Goal of the exercise
A single number is the answer here: the count of lines in the data below that include the word "positive".

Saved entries
=== Begin Enclosure ===

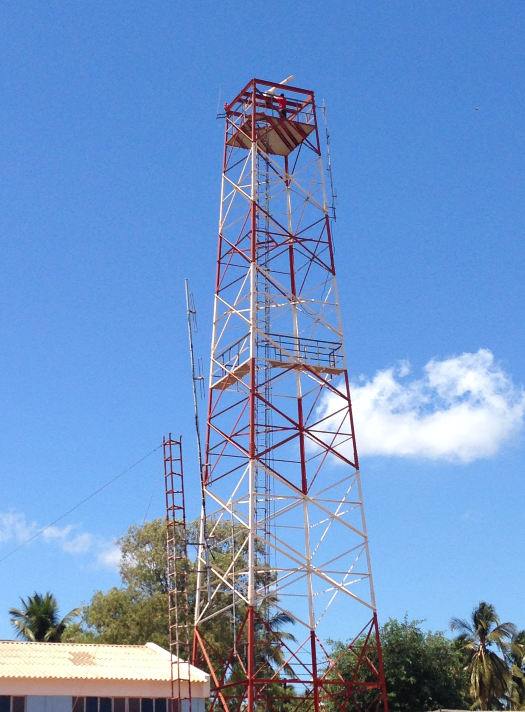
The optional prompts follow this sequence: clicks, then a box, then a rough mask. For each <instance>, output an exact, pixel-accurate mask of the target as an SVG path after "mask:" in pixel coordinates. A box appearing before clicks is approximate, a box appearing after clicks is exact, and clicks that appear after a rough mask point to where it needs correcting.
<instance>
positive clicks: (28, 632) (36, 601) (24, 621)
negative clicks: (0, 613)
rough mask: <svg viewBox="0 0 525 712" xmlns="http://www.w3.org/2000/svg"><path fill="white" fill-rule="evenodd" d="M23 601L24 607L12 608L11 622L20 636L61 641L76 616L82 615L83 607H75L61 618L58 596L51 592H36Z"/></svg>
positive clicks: (22, 601)
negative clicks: (61, 637) (81, 611)
mask: <svg viewBox="0 0 525 712" xmlns="http://www.w3.org/2000/svg"><path fill="white" fill-rule="evenodd" d="M20 600H21V601H22V608H11V609H10V610H9V615H10V616H11V623H12V624H13V627H14V628H15V630H16V633H17V636H18V637H19V638H24V640H30V641H40V642H46V643H59V642H60V639H61V637H62V634H63V633H64V630H65V629H66V626H68V625H69V624H70V623H71V622H72V621H73V619H74V618H76V617H77V616H78V615H80V612H81V610H82V609H81V608H74V609H73V610H72V611H69V613H68V614H67V616H64V618H62V620H60V616H59V614H58V603H57V600H56V598H55V597H54V596H53V595H52V594H51V593H49V591H48V592H47V593H46V595H45V596H42V594H40V593H35V594H34V595H33V596H28V597H27V601H24V599H23V598H21V599H20Z"/></svg>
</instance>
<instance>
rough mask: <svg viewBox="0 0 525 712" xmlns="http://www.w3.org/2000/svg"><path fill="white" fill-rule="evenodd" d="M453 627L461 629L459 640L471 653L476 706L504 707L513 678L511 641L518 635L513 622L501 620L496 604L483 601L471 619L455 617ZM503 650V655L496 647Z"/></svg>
mask: <svg viewBox="0 0 525 712" xmlns="http://www.w3.org/2000/svg"><path fill="white" fill-rule="evenodd" d="M450 628H451V629H452V630H455V631H458V632H459V635H458V642H459V643H460V645H461V646H462V647H463V650H464V651H465V653H466V656H467V661H468V662H467V666H466V668H465V669H466V670H467V671H468V672H469V673H470V694H471V695H472V697H473V698H474V705H473V708H481V709H482V710H488V709H494V708H496V709H501V700H502V699H503V698H504V697H505V695H506V694H507V690H508V684H509V682H510V680H511V677H512V676H511V671H510V668H509V664H508V654H509V650H510V645H511V643H510V641H511V640H512V637H513V636H514V635H516V632H517V631H516V626H515V625H514V624H513V623H500V620H499V617H498V614H497V613H496V609H495V608H494V606H492V605H490V603H485V602H484V601H481V602H480V604H479V606H477V608H474V610H473V611H472V615H471V620H470V621H465V620H462V619H461V618H453V619H452V620H451V622H450ZM492 646H495V647H496V648H497V649H498V650H499V652H500V653H501V657H500V656H499V655H498V653H497V652H496V651H495V650H492V649H491V648H492Z"/></svg>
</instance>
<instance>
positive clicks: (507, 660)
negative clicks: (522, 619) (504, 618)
mask: <svg viewBox="0 0 525 712" xmlns="http://www.w3.org/2000/svg"><path fill="white" fill-rule="evenodd" d="M507 662H508V665H509V668H510V673H511V680H510V682H509V689H508V693H507V709H510V710H525V630H520V631H519V632H518V633H515V634H514V635H513V636H512V640H511V642H510V645H509V649H508V651H507Z"/></svg>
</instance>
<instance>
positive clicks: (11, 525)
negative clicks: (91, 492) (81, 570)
mask: <svg viewBox="0 0 525 712" xmlns="http://www.w3.org/2000/svg"><path fill="white" fill-rule="evenodd" d="M41 529H42V527H41V526H39V525H38V523H37V522H28V521H27V520H26V517H25V515H24V514H21V513H19V512H0V545H2V544H7V543H9V542H13V544H16V545H20V544H23V543H24V542H26V541H27V540H28V539H30V538H31V537H33V536H35V534H37V533H38V532H39V531H40V530H41ZM77 529H78V527H76V526H74V525H72V524H69V525H67V526H65V527H57V526H55V525H53V526H50V527H47V528H46V529H45V530H44V531H43V532H42V533H41V534H40V535H39V536H38V537H36V538H35V541H38V540H40V541H43V542H44V543H46V544H52V545H54V546H58V547H59V548H60V549H61V550H62V551H64V552H65V553H66V554H73V555H76V556H78V555H81V554H91V556H92V557H94V558H95V561H96V562H97V564H99V565H101V566H106V567H108V568H112V569H116V568H117V567H118V564H119V562H120V550H119V549H118V547H117V546H116V544H115V542H114V541H111V540H110V541H108V540H107V539H105V538H104V537H101V536H98V535H96V534H91V533H90V532H79V533H77V532H76V530H77Z"/></svg>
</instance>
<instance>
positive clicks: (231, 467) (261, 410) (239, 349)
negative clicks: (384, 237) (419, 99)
mask: <svg viewBox="0 0 525 712" xmlns="http://www.w3.org/2000/svg"><path fill="white" fill-rule="evenodd" d="M275 86H276V85H275V84H272V83H271V82H265V81H260V80H252V81H251V82H250V83H249V84H248V85H247V86H246V87H245V89H243V91H242V92H241V93H240V94H239V95H238V96H237V97H236V98H235V99H234V101H233V102H231V103H230V104H228V105H227V106H226V109H225V111H226V135H225V146H224V165H223V178H222V197H221V211H220V221H219V246H218V266H217V279H216V288H215V306H214V316H213V336H212V355H211V373H210V383H209V386H210V396H209V408H208V420H207V437H206V457H205V465H204V469H205V474H204V483H205V485H204V486H205V497H206V509H207V520H206V524H205V527H206V531H207V542H208V543H207V546H208V550H207V551H206V552H205V551H204V548H205V547H204V546H202V545H201V547H200V549H199V553H198V562H199V565H198V572H199V574H198V584H197V600H196V618H195V638H194V661H195V662H199V663H200V664H203V665H205V666H206V667H207V668H208V670H209V672H210V673H211V675H212V680H213V683H214V686H215V688H214V692H213V694H212V700H211V707H212V708H214V707H215V706H216V705H217V704H222V706H223V707H224V709H225V710H232V711H233V710H235V711H237V710H239V711H240V710H241V709H245V708H247V709H248V710H249V712H252V711H253V710H255V709H258V710H259V709H260V710H263V709H267V710H275V711H276V712H279V711H280V710H281V709H282V706H283V704H284V705H286V709H287V711H288V710H292V709H301V710H305V711H306V710H309V709H314V710H315V711H316V712H319V710H320V708H321V707H323V706H325V707H326V706H327V705H331V708H332V709H334V710H336V709H345V710H346V709H349V708H355V709H360V710H361V709H378V708H380V707H384V708H386V694H385V687H384V675H383V671H382V662H381V650H380V643H379V633H378V627H377V616H376V605H375V598H374V591H373V585H372V576H371V570H370V557H369V551H368V538H367V532H366V524H365V517H364V510H363V503H362V493H361V482H360V475H359V463H358V456H357V450H356V445H355V438H354V432H353V421H352V410H351V403H350V391H349V383H348V374H347V370H346V357H345V351H344V343H343V333H342V327H341V319H340V315H339V303H338V296H337V283H336V276H335V267H334V253H333V243H332V238H331V226H330V217H329V211H328V207H327V200H326V194H325V186H324V180H323V165H322V158H321V147H320V141H319V131H318V126H317V117H316V108H315V100H314V95H313V92H311V91H307V90H303V89H298V88H294V87H289V86H287V87H285V88H284V87H283V91H284V90H285V91H286V94H287V106H286V115H285V116H283V114H282V109H281V110H280V109H279V106H278V100H277V97H276V96H275ZM277 91H281V90H280V88H277ZM210 597H211V598H210ZM218 618H220V620H221V622H222V623H223V624H224V626H225V627H227V626H230V629H231V633H229V635H230V643H229V645H228V646H226V648H224V646H222V648H221V645H220V644H219V643H218V642H217V641H216V640H212V639H211V635H212V634H211V631H212V626H211V624H210V621H212V620H213V619H215V620H217V619H218ZM342 620H345V621H348V624H347V625H348V629H349V630H351V631H353V635H354V638H353V641H352V643H350V644H349V645H348V647H347V649H346V652H345V663H348V659H349V658H348V656H350V658H351V659H352V660H353V662H352V663H351V664H352V665H353V666H354V668H355V672H354V674H353V679H351V680H345V679H343V677H342V675H341V673H340V671H339V667H340V661H338V660H334V659H332V658H331V656H330V652H329V650H327V648H326V645H325V644H324V643H323V640H324V638H325V637H326V634H325V633H324V631H327V630H328V631H329V630H333V628H334V621H336V622H337V621H342ZM286 621H294V622H295V624H296V625H293V626H290V625H288V626H286V625H285V623H286ZM290 632H291V634H292V638H290Z"/></svg>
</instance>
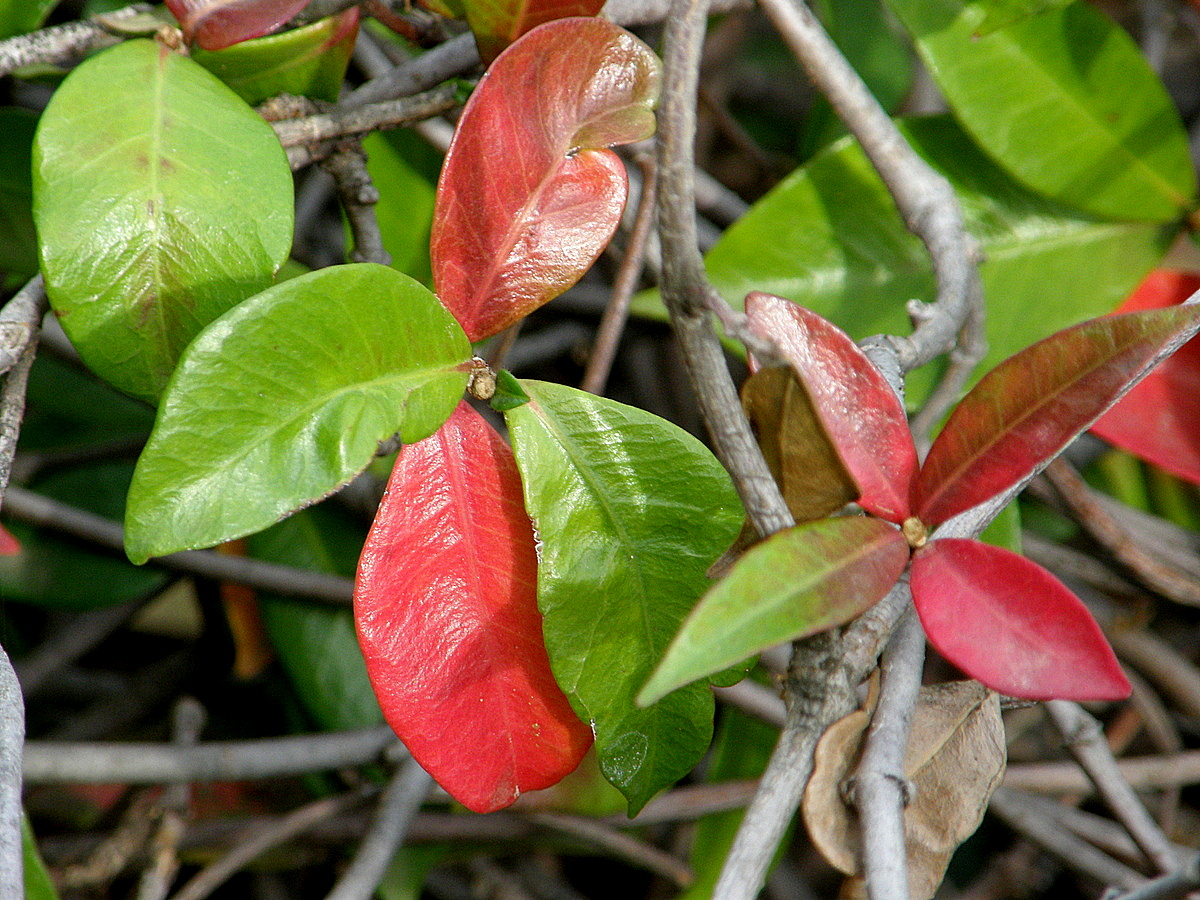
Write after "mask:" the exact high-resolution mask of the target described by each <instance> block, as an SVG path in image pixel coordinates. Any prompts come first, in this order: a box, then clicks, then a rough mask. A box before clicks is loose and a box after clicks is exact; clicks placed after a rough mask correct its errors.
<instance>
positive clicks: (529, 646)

=== End Enclosure ===

Answer to this problem
6